(Items from a data source)
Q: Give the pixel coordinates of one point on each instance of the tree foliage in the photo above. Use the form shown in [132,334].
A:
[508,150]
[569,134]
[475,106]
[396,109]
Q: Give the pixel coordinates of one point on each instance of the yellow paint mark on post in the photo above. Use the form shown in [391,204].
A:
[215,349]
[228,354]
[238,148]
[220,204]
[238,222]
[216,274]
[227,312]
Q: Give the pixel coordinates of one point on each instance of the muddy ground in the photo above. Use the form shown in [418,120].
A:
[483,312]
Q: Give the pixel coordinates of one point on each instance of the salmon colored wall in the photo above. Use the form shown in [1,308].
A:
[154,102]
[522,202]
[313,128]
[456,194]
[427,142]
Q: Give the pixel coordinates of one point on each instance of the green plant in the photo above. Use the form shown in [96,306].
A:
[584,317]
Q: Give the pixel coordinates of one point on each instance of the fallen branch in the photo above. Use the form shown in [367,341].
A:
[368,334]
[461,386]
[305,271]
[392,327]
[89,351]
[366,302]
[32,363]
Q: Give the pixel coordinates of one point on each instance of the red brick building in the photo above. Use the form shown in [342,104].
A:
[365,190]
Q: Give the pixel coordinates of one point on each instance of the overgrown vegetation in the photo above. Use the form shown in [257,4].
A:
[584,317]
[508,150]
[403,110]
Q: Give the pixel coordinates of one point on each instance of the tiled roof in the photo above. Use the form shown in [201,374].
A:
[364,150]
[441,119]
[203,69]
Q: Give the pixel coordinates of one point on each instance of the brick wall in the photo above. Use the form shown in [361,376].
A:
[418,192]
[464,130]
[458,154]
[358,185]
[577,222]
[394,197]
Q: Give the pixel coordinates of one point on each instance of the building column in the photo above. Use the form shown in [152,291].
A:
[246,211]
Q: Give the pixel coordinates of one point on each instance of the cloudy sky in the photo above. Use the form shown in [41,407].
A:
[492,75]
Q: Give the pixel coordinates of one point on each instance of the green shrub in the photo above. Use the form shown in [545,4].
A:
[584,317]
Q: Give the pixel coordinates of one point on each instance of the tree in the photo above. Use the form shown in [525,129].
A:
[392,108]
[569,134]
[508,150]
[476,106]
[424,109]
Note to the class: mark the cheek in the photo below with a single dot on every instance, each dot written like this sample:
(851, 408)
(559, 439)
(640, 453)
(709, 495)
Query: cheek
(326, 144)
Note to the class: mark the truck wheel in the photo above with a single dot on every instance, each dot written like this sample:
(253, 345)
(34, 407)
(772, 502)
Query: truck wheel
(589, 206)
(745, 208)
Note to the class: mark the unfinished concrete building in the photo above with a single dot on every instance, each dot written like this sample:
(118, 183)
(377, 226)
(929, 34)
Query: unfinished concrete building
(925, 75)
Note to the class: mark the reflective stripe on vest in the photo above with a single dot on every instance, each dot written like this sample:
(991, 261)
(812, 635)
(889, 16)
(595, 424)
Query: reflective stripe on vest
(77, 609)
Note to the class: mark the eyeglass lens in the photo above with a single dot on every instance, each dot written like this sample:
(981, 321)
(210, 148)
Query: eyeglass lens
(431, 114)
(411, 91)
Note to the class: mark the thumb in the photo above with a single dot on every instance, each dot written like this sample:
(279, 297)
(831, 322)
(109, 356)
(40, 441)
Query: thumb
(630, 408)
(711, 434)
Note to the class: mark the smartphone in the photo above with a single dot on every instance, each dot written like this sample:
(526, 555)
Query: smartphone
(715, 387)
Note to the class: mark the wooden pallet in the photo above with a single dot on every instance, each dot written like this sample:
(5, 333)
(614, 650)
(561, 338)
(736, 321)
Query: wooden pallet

WHAT YOU SHOULD DO:
Output the records in full, exactly.

EXERCISE RESPONSE:
Q: Give the pixel coordinates of one point on each instance of the tree foliage in the photo above. Use the form shown in [132,334].
A:
[508,150]
[569,134]
[475,106]
[396,109]
Q: Give the pixel coordinates of one point on each instance of the yellow paint mark on post in the photo above. Use the form shown in [391,204].
A:
[215,349]
[228,354]
[238,148]
[220,204]
[238,222]
[216,274]
[227,312]
Q: Give the pixel coordinates of one point on each instance of the muddy ground in the photo above. Use the form shown in [418,120].
A:
[483,312]
Q: Give the pixel coordinates of one point on each instance of the salmon colored wall in the photo above. Use the form shown in [1,308].
A:
[154,102]
[522,202]
[313,128]
[456,194]
[427,142]
Q: Give the pixel coordinates of one point on each instance of the green plant in the photo above. Use the form shown in [96,306].
A:
[584,317]
Q: Give the pixel coordinates of one point on each instance of the fallen branch in the photo above. Use the form shown in [367,341].
A:
[368,334]
[461,386]
[305,271]
[392,327]
[89,351]
[366,302]
[32,363]
Q: Give the pixel coordinates of one point on each instance of the red brick building in the photo above. Use the form shown in [342,104].
A:
[365,190]
Q: Give the pixel coordinates of one point on each instance of the overgrown vegetation in the photo above. Use the form shown in [257,4].
A:
[584,317]
[508,150]
[403,110]
Q: Give the pixel coordinates of one point on each instance of the tiled roof in the photo above. Use the form shown in [201,374].
A:
[364,150]
[441,119]
[203,69]
Q: Give the pixel coordinates of one point on each instance of the brick wall in the photo above. Use the form shown in [361,376].
A:
[418,192]
[464,130]
[458,154]
[358,185]
[577,222]
[394,197]
Q: Give the pixel coordinates of one point on each instance of the building column in the photo above. Use the form shown in [152,291].
A:
[246,211]
Q: Give the pixel coordinates of one point on each instance of the cloudy sky in the photo above. Use the form shown in [41,407].
A:
[492,75]
Q: Give the pixel coordinates of one point on each instance of the green shrub in the photo above. Use the form shown in [545,4].
A:
[584,317]
Q: Give the pixel coordinates of one point on each instance of the tree in the photo above. Use the form shown in [525,129].
A:
[392,108]
[569,134]
[508,150]
[476,106]
[424,109]
Note to the class: mark the cheek in the photo below with a single dot on every instance, each dot written like this sample:
(851, 408)
(559, 439)
(640, 453)
(709, 495)
Query: cheek
(326, 144)
Note to the class: mark the truck wheel in the photo above with a single dot on every instance, each dot written like this sample:
(253, 345)
(34, 407)
(772, 502)
Query: truck wheel
(589, 206)
(745, 208)
Note to the class: mark the unfinished concrete building in the photo above with a single dot on every instance, each dot written like this sample:
(118, 183)
(377, 226)
(929, 34)
Query: unfinished concrete building
(925, 75)
Note to the class: mark the reflective stripe on vest in the photo above with a single dot on every instance, each dot written like this sample:
(991, 261)
(812, 635)
(889, 16)
(595, 424)
Query: reflective stripe on vest
(77, 609)
Note to the class: mark the eyeglass lens in the photo above with a single dot on every instance, each dot written like this sample:
(981, 321)
(210, 148)
Query: eyeglass lens
(431, 114)
(411, 91)
Note to the class: mark the thumb in the photo above with a single dot on every instance, each dot written like this sample:
(279, 297)
(831, 322)
(109, 356)
(40, 441)
Query: thumb
(630, 408)
(711, 434)
Note to the class: mark the smartphone in the photo above with a single dot on every instance, each dot written like this sample:
(526, 555)
Query: smartphone
(715, 387)
Note to the class: mark the wooden pallet in the photo above with a single dot on every instance, each dot written like this sample:
(5, 333)
(614, 650)
(561, 338)
(736, 321)
Query: wooden pallet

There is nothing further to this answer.